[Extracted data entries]

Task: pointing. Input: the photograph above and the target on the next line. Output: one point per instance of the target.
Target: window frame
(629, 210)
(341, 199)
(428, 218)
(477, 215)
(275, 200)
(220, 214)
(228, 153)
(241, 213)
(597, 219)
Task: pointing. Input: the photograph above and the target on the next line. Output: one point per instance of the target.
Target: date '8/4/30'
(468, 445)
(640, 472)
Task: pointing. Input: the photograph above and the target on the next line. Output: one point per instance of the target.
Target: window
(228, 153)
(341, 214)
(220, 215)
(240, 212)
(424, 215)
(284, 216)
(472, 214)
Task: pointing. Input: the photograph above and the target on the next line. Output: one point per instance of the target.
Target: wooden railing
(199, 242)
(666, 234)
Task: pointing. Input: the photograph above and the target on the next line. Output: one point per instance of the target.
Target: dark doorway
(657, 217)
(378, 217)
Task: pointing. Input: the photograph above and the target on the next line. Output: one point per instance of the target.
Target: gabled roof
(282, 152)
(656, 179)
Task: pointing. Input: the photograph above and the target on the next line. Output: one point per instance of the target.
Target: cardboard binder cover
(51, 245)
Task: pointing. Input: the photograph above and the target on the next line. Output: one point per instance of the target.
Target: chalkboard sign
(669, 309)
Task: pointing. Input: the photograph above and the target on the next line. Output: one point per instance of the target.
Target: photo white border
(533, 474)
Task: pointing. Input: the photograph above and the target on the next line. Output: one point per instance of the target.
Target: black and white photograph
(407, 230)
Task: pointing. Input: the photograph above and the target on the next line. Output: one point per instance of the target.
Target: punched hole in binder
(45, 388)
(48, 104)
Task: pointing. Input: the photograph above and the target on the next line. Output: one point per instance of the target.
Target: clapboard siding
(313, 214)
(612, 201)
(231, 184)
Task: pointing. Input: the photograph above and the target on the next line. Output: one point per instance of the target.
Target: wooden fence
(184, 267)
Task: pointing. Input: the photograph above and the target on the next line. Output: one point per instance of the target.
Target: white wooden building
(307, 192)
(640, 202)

# Activity
Copy out the records above exactly and completely.

# Expected answer
Task: pointing. Input: the photograph above and the target on the next line. Output: one point per instance of the target.
Target: window frame
(629, 210)
(341, 199)
(428, 218)
(477, 215)
(275, 200)
(220, 214)
(228, 153)
(241, 213)
(597, 219)
Task: pointing. Input: the photograph above and the target on the next line. Output: one point per instance of the target.
Target: date '8/4/30'
(468, 445)
(640, 472)
Task: pointing. Input: the photograph above and the target on the next line. Output: one point per instance of the target.
Target: window
(228, 153)
(341, 214)
(220, 215)
(240, 212)
(424, 215)
(284, 216)
(472, 214)
Task: pointing. Input: the photograph above and the target on the next line. Output: one point per instance of the target.
Target: wooden railing
(199, 242)
(666, 234)
Task: pointing. Input: the photograph above and the target on the next line. Output: one point per instance of the target.
Target: dark doorway
(657, 217)
(378, 217)
Task: pointing. Input: the photograph above and the target on the next line. Output: one point per instance of the target.
Target: gabled roof
(282, 152)
(656, 179)
Task: pointing. Input: the photograph above and the target on the next line. Output: one point per instance of the target.
Target: cardboard binder cover
(51, 245)
Task: pointing. Input: the photograph above and the target on the next line. Output: one point per instance of the target.
Target: chalkboard sign
(669, 309)
Task: pointing. Input: the photograph above and the target on the next line. Output: one point per instance of the target.
Target: photo white border
(533, 474)
Task: pointing. Input: the photograph above and the target on the next line. Output: one point per instance of the target.
Target: black and white photograph
(407, 230)
Task: pointing. Input: the photograph above and the target on the next line. Output: one point per instance of the target.
Target: punched hole in binder
(45, 388)
(48, 104)
Task: pointing. Input: the photograph above and the target on the next line. Output: one point per instance of the target.
Target: clapboard siding
(313, 214)
(612, 201)
(231, 184)
Task: pointing. Input: the photograph above and the target on the next line. Output: one point per instance of the target.
Target: wooden fence
(184, 267)
Task: pointing. Input: the photograph above and the target on the next line. Output: one point per instance of the target.
Target: white wooden building
(307, 192)
(640, 202)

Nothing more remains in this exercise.